◆ PAGE TEXT:
Canaletto of the Skies
Yvonne Jacquette has had a busy summer. Most of it, as usual, has been spent in Maine – she’s summered in the state since 1954. But there have been trips back to the city to make the final choice of photographs for the definitive book about the work of her late husband Rudy Burckhardt – it is due from Abrams next year. She had to personally touch-up many of the prints, as he used to do. And she has been flying around Utah, sketching and photographing what is a departure in her work: mountains.
“I had tried many years ago and failed so badly that I thought ‘Stay away from mountains,'” she says. “They tend to flatten out from above. You have to use a lot of shadow. Otherwise, the presence and drama of the mountain wasn’t there. Recently I was in Utah for a show of mine, and someone arranged for me to get up in a little plane over these enormous mountains – 11,000 to 13,000 feet – so I took a crack at it, and it wasn’t too bad for a start.”
Ms. Jacquette is the Canaletto of the skies. Her paintings are rich, dense, elaborately detailed panoramas, often nightscapes, usually of cities, viewed from airplanes and skyscrapers. At once visionary and empirical, they hold opposites – vastness and detail, alloverness and microscopic precision – in a perverse and fascinating tension. Although she is concerned with actual, observed landscape – often sensitive politically to issues of land use and urban sprawl in her paintings – she has a modernist love of pattern and arabesque for its own sake.

◆ PROBLEM A: According to the profile of Yvonne Jacquette, since what year has she spent her summers in Maine?
◆ PROBLEM B: Continue the profile of Yvonne Jacquette from its last paragraph.

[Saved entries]
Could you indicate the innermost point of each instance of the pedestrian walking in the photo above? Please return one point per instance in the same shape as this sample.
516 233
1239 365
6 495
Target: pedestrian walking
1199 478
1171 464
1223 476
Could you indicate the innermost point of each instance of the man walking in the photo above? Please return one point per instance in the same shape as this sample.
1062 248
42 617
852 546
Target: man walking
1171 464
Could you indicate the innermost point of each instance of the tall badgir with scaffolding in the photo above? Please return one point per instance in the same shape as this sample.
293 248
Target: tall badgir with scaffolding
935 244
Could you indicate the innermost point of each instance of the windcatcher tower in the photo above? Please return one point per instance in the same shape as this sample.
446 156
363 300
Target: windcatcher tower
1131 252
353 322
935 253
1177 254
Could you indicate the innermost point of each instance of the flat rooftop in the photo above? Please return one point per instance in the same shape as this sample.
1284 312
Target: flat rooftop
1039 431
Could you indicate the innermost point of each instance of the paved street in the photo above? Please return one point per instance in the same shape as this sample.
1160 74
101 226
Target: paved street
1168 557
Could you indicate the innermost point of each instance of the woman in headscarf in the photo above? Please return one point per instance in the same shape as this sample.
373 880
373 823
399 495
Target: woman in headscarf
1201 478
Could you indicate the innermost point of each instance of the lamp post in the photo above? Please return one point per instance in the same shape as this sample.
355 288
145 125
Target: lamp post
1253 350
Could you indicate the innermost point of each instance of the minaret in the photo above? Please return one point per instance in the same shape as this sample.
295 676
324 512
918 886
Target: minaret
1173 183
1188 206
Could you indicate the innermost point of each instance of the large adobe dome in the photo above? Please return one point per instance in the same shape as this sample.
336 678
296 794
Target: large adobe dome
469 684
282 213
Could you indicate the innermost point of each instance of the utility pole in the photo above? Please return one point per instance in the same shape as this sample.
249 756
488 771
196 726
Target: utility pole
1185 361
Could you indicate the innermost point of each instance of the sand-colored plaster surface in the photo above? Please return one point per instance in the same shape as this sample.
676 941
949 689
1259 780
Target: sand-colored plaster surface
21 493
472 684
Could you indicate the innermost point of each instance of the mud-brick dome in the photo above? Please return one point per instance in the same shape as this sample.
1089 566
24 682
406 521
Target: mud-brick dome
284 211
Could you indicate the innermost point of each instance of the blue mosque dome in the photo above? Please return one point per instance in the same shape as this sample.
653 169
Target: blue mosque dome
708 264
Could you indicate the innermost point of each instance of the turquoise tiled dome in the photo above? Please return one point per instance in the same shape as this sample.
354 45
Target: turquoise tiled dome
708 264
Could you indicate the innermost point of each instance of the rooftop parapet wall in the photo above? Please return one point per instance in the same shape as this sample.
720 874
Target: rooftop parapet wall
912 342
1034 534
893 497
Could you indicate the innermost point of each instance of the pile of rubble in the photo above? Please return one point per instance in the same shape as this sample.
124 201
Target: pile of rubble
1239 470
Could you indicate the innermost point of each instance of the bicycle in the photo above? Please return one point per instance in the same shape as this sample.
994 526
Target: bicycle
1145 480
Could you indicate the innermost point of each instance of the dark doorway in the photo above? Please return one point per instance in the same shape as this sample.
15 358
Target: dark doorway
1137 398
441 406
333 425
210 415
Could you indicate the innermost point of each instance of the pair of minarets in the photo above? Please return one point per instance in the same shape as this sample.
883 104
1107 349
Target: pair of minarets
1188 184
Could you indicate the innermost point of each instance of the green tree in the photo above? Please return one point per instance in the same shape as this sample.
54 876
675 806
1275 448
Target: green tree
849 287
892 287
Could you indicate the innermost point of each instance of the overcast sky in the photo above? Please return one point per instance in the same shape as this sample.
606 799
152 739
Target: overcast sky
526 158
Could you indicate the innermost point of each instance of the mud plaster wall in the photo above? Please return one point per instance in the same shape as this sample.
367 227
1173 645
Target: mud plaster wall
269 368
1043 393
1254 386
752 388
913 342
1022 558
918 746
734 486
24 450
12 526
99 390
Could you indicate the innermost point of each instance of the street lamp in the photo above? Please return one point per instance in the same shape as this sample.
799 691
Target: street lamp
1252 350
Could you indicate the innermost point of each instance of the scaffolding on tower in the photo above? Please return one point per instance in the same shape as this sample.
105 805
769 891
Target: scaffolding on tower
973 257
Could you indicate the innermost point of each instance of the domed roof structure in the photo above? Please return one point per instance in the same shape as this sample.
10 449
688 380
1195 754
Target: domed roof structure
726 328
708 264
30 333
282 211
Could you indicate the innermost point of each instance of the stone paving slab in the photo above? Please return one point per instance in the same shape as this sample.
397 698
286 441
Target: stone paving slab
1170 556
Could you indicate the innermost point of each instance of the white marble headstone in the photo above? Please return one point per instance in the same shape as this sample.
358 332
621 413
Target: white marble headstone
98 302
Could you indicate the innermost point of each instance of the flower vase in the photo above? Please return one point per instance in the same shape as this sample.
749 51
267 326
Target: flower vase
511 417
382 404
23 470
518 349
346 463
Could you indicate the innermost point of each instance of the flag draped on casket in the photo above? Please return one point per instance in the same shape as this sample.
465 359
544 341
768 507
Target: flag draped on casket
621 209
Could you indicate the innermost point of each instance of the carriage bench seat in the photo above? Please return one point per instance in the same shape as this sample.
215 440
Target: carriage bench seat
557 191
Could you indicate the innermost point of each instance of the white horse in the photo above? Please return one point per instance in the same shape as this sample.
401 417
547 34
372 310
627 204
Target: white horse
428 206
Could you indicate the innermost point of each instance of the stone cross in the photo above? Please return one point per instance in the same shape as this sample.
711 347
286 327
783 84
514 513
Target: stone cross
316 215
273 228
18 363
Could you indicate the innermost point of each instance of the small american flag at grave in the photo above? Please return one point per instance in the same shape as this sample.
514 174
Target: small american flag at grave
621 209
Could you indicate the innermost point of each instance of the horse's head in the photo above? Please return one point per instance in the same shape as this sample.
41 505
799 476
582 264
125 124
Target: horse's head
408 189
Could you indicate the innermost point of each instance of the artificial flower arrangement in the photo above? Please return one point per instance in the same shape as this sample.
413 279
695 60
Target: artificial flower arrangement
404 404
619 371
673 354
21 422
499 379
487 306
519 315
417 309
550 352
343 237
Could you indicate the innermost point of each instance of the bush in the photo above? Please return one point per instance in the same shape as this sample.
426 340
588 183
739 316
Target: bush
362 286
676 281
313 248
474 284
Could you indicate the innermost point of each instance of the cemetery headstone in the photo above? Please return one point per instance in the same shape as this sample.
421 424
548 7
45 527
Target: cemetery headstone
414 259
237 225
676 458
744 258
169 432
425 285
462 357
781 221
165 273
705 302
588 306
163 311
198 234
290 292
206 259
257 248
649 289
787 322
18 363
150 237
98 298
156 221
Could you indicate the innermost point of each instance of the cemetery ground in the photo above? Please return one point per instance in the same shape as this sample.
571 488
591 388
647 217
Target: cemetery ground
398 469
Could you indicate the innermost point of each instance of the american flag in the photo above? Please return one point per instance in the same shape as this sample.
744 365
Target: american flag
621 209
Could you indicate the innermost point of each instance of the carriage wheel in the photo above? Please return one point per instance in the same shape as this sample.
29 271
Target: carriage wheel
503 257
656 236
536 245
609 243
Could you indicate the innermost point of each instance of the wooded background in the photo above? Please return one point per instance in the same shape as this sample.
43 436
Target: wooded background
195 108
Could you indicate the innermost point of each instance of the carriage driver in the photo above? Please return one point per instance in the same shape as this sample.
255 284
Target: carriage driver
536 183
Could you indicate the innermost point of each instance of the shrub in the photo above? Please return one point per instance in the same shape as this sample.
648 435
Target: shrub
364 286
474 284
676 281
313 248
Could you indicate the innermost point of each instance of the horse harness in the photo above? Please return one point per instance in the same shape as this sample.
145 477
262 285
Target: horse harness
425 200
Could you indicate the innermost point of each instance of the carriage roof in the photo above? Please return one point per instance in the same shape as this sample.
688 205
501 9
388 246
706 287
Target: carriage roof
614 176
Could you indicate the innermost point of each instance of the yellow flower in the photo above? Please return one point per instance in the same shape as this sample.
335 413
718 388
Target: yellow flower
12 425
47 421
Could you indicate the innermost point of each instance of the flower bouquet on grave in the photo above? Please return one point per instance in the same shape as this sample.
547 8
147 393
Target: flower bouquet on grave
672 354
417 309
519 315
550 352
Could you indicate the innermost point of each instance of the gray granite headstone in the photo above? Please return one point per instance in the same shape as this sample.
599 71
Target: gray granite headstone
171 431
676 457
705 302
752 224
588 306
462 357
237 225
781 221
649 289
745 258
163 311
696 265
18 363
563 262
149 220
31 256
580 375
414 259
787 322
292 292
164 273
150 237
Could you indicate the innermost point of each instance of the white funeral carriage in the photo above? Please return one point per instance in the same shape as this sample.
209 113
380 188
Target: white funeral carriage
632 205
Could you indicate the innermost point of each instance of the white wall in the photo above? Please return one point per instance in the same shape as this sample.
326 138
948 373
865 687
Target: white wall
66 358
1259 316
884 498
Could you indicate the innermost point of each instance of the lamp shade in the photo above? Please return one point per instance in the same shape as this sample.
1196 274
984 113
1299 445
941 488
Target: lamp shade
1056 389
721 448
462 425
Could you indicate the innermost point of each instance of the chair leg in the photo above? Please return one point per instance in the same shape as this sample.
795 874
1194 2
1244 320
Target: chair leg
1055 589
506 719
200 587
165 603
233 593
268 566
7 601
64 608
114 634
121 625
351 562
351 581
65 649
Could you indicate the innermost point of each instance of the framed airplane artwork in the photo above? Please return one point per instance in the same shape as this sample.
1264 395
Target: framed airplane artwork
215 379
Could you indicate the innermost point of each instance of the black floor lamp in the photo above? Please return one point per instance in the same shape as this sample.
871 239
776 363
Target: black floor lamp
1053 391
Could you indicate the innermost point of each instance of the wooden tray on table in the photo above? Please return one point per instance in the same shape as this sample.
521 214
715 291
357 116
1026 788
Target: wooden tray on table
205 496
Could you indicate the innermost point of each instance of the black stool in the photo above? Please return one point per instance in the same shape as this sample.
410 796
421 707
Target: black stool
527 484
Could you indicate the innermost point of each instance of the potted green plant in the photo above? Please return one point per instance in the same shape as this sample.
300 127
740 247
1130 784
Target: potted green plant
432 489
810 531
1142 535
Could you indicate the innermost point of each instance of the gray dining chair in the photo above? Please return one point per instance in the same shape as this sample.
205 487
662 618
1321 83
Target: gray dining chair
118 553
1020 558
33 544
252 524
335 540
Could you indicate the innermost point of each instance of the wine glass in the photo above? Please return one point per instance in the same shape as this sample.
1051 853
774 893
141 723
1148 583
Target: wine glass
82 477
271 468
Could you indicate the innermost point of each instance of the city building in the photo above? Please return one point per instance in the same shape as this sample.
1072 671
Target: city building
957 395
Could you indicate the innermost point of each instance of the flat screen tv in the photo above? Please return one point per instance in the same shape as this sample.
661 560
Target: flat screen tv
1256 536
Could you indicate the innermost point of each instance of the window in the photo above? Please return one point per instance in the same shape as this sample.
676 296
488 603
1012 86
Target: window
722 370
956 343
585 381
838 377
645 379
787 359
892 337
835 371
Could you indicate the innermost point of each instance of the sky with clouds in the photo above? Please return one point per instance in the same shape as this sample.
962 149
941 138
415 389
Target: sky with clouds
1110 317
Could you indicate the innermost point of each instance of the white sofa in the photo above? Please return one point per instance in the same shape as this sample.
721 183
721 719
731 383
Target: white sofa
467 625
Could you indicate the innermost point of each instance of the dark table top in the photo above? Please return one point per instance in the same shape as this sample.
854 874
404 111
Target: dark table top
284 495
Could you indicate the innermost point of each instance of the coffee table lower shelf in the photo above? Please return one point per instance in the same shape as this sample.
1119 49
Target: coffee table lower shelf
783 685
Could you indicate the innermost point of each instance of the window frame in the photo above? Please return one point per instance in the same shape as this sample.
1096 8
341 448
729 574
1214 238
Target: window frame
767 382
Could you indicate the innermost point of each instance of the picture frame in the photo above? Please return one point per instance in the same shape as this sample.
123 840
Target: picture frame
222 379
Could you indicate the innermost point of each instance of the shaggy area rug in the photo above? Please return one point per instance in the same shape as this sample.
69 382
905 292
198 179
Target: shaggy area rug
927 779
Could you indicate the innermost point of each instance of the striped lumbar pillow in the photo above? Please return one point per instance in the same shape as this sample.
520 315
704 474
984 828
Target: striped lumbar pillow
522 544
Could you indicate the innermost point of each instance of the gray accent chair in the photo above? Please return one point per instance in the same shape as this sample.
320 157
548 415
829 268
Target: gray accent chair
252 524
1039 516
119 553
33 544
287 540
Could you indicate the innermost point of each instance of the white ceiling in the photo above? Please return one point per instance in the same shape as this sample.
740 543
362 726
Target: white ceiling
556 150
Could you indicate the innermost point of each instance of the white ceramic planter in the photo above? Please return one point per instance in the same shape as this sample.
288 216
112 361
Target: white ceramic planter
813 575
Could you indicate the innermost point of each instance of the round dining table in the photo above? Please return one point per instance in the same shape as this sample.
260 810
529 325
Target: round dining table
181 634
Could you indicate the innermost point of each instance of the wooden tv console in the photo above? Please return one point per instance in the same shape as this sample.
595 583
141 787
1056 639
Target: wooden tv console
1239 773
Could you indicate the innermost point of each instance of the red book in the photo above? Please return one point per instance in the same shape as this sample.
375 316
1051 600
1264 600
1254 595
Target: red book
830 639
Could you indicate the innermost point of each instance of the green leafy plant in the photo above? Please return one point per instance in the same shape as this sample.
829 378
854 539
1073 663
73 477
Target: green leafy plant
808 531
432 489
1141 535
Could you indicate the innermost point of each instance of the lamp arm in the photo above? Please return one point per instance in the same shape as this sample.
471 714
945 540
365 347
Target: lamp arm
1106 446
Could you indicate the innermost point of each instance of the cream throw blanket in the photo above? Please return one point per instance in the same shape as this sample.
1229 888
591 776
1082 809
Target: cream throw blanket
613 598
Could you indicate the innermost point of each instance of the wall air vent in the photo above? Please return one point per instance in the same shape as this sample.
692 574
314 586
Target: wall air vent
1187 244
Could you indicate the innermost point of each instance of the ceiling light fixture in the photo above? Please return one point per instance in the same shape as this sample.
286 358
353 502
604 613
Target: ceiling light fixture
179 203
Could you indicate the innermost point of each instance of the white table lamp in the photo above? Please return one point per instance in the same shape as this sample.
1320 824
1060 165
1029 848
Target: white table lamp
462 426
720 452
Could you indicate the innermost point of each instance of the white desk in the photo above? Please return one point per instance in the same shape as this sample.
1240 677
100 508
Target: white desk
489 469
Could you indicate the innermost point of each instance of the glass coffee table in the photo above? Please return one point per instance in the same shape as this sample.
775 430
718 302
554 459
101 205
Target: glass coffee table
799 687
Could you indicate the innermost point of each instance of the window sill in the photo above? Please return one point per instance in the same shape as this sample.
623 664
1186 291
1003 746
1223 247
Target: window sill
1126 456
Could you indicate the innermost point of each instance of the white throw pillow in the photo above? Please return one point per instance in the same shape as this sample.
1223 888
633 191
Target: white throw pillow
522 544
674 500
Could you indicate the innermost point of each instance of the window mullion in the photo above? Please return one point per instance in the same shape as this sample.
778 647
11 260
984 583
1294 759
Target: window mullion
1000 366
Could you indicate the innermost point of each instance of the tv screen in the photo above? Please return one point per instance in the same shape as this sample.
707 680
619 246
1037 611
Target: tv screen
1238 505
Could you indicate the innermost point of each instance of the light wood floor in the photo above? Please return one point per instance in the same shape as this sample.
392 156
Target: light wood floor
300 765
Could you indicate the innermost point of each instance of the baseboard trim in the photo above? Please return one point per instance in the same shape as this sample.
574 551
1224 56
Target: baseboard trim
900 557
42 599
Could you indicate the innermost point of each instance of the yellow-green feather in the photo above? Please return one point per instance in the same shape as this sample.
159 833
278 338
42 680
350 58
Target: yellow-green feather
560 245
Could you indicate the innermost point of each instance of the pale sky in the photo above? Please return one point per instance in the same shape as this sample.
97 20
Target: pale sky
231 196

◆ WRITTEN RESPONSE A: Since 1954.

◆ WRITTEN RESPONSE B:
What first drove her to the skies? “I was painting pictures of clouds from the ground up. I would go outside at the same time everyday and look at the same patch of sky and paint what I saw – then I would attach maybe five of them in a row. After I’d been doing that for a year or two, I went to visit my mother in California. I took my watercolors, thinking I would do some skies from the ground up, but when I was in the plane I saw that the clouds close up were much more exciting, so I started painting on planes. About a year or so later, one day there were no clouds and, the view was so complicated, I thought: ‘That’s too much.’ But here I am.” She was launched, in other words, on her life’s work.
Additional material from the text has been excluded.